- AUFGABEN -
a. Kopieren Sie aus dem Textauszug wortgetreu die Passage von „Turboworkshop mit Resultaten“ bis „der Syntegration überzeugt.“.
b. Wie viele Teilnehmer kamen laut dem Textauszug zusammen, um die Eckpfeiler, Grundsätze und Ziele der neuen IT-Strategie zu definieren?
c. Stimmen die folgenden Aussagen mit dem Textauszug überein? Antworten Sie jeweils mit Ja oder Nein und zitieren Sie die entscheidenden Worte wörtlich.
(i) Das Treffen fand an drei Tagen am Zürichsee statt.
(ii) Fredmund Malik lehrt an der Universität Zürich.
(iii) Heinzmann wurde im November 2005 gefragt, ob er Projektleiter werden wolle.

- TEXTAUSZUG -
------

Turboworkshop mit Resultaten

16.08.2006 von Jürgen Mauerer
Die Stadt Zürich hat mit Hilfe der Management-Methode Syntegration innerhalb von drei Tagen die Grundlagen für ihre neue IT-Strategie erarbeitet. Die Sichtweise aller Beteiligten ließ sich auf einen Nenner bringen.

"Ich kenne keine Methode, die es effektiver und in so kurzer Zeit schafft, hohe Komplexität zu bewältigen, verstreutes Wissen zu vernetzen und auf das gewünschte Ziel hin zu fokussieren." Daniel Heinzmann, Projektleiter der Stadt Zürich für die Konzeption der neuen IT-Strategie, ist Monate später noch vom Ergebnis der Syntegration überzeugt.

Hier lesen Sie...

  • warum die Stadtverwaltung Zürich auf die Syntegration gesetzt hat, um ihre IT-Strategie zu definieren;

  • welche IT-Probleme die Stadt mit dieser Management-Methode lösen wollte;

  • wie sie mit ihren Führungskräften die Syntegration umsetzte.

Daniel Heinzmann, Stadt Zürich:"Ich habe weder Zeit noch Lust, die Manager in stundenlangen Sitzungen von einer neuen IT-Strategie zu überzeugen."

Heinzmann, auch Hauptabteilungsleiter Telematik bei den Elektrizitätswerken der Stadt Zürich, kommt aus der freien Wirtschaft und hatte dort bereits diese Management-Methode kennengelernt. Als er im November 2005 gefragt wurde, ob er Projektleiter für die Erarbeitung der neuen IT-Strategie der Stadt Zürich werden wolle, bejahte er, allerdings mit der Bedingung, sich dabei von Fredmund Malik unterstützen lassen zu dürfen. Der Professor für Unternehmensführung an der Universität St. Gallen hat die Syntegration im deutschsprachigen Raum bekannt gemacht und verbreitet.

Treffen der Schlüsselpersonen

Um die wichtigsten Eckpfeiler, Grundsätze und Ziele der neuen IT-Strategie der Stadt Zürich zu definieren, trafen sich 38 Teilnehmer aus den neun Departements der Stadt Zürich - allesamt Schlüsselpersonen, die für die Lösung des Problems und deren Umsetzung wichtig sind. Dazu gehörten Entscheidungsträger wie Direktoren, die aus der Benutzersicht argumentierten, die IT-Leiter der Departements, Vertreter des Querschnittsamts Organisation Informatik der Stadt Zürich (OIZ), drei externe IT-Berater und ein IT-Professor der Universität Zürich. Von politischer Seite war der Vorsteher des Finanzdepartements der Stadt Zürich anwesend. Das Treffen fand an drei Tagen im Frühjahr 2006 am Zürichsee statt.

------

- BEREITGESTELLTE ANGABEN -
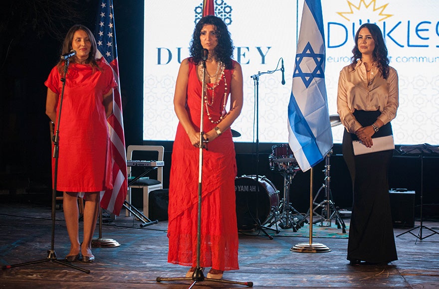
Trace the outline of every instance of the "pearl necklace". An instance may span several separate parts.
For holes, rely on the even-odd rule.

------

- ERWARTETE ERGEBNISSE -
a.
Turboworkshop mit Resultaten

16.08.2006 von Jürgen Mauerer
Die Stadt Zürich hat mit Hilfe der Management-Methode Syntegration innerhalb von drei Tagen die Grundlagen für ihre neue IT-Strategie erarbeitet. Die Sichtweise aller Beteiligten ließ sich auf einen Nenner bringen.

"Ich kenne keine Methode, die es effektiver und in so kurzer Zeit schafft, hohe Komplexität zu bewältigen, verstreutes Wissen zu vernetzen und auf das gewünschte Ziel hin zu fokussieren." Daniel Heinzmann, Projektleiter der Stadt Zürich für die Konzeption der neuen IT-Strategie, ist Monate später noch vom Ergebnis der Syntegration überzeugt.

b. 38 Teilnehmer aus den neun Departements der Stadt Zürich.

c.
(i) Ja: „Das Treffen fand an drei Tagen im Frühjahr 2006 am Zürichsee statt.“
(ii) Nein: „Der Professor für Unternehmensführung an der Universität St. Gallen“
(iii) Ja: „Als er im November 2005 gefragt wurde, ob er Projektleiter für die Erarbeitung der neuen IT-Strategie der Stadt Zürich werden wolle“